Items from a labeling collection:
- - - - - - -
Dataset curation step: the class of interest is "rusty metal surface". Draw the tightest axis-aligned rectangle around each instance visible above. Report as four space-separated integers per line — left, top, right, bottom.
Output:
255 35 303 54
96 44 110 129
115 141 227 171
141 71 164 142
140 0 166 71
- - - - - - -
## [Task]
Please render the data above as a JSON list of strings, one string per line, leaving out blank lines.

## [Exercise result]
[
  "Dataset curation step: the class of interest is \"rusty metal surface\". Draw the tightest axis-aligned rectangle around each instance visible above. Report as four space-separated integers per line — left, top, right, bottom.",
  "Output:",
  "255 35 303 54",
  "96 44 110 129",
  "115 141 227 171",
  "141 71 164 142",
  "140 0 166 71"
]